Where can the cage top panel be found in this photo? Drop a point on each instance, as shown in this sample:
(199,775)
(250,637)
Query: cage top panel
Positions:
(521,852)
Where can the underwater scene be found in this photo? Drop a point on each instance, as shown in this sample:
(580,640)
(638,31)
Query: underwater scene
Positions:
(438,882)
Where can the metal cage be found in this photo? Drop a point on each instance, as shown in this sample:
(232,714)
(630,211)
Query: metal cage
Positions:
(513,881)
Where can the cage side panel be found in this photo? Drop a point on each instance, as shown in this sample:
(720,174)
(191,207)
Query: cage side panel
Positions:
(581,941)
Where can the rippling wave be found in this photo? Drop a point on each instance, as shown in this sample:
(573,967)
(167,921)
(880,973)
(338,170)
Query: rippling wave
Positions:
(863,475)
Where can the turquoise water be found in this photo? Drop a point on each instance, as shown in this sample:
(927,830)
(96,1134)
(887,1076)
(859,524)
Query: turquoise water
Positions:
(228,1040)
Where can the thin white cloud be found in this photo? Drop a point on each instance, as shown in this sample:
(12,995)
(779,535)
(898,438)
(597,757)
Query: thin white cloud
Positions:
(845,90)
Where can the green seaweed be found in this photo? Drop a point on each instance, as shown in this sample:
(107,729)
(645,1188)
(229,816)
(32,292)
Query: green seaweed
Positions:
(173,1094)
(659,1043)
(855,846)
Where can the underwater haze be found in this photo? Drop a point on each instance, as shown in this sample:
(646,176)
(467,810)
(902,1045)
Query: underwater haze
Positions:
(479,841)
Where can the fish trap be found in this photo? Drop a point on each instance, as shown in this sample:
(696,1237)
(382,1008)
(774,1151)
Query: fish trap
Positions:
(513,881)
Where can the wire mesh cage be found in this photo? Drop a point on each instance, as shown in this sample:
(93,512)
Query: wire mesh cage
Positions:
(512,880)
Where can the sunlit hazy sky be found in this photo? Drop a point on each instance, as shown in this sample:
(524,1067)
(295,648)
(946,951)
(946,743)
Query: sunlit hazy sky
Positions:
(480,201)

● **Consigne**: Renommez « metal cage » en « steel cage » dans l'ensemble du listing, puis recopiez les lignes en laissant tout le reste intact.

● **Résultat**:
Where can the cage top panel be found in this photo? Drop a point on each instance, as shown in this sample:
(199,775)
(250,637)
Query: cage top panel
Positions:
(521,852)
Where can the underwater scene be found in this photo? Drop a point on each instance, as shown in this sample:
(580,640)
(638,31)
Query: underwater scene
Positions:
(438,882)
Where can the steel cage be found in this photo? Drop a point on each instance, as shown in this sample:
(232,714)
(630,211)
Query: steel cage
Positions:
(513,881)
Where can the cage side panel be found in this photo? Drop a point on each instance, as shown in this sample:
(720,174)
(191,207)
Query: cage side panel
Positions:
(581,941)
Where can the rippling wave be found in this photo? Drop a point on each instance, as shown in this sample:
(573,967)
(167,921)
(880,973)
(338,170)
Query: rippling wave
Positions:
(863,475)
Where can the turquoise water be found in this photo? Drop a point on each instance, as shown in this sample:
(927,830)
(96,1134)
(887,1076)
(859,524)
Query: turquoise water
Positions:
(228,1040)
Where can the thin white cloud be found in this photo? Drop a point on each instance, as shown in this sample:
(12,995)
(779,535)
(898,438)
(597,757)
Query: thin white cloud
Positions:
(845,90)
Where can the green seaweed be found in this photo? Drop a point on each instance, as shown in this sample:
(107,729)
(645,1188)
(229,816)
(32,292)
Query: green seaweed
Positions:
(173,1094)
(659,1043)
(855,846)
Where can the underwater haze be found in this photo? Drop a point on each instance, as shown in this sample:
(646,176)
(467,810)
(902,1045)
Query: underwater haze
Positions:
(479,841)
Where can the fish trap be found in this photo? Drop a point on each instance, as shown in this sample:
(696,1237)
(382,1008)
(774,1151)
Query: fish trap
Positions:
(513,881)
Where can the wire mesh cage be found in this photo? Drop a point on each instance, as shown in this sample:
(93,512)
Query: wire mesh cage
Positions:
(512,880)
Where can the sunlit hazy sky be found in this photo? Drop a point on each instance, as shown in this sample:
(524,1067)
(295,648)
(946,951)
(946,743)
Query: sunlit hazy sky
Positions:
(480,201)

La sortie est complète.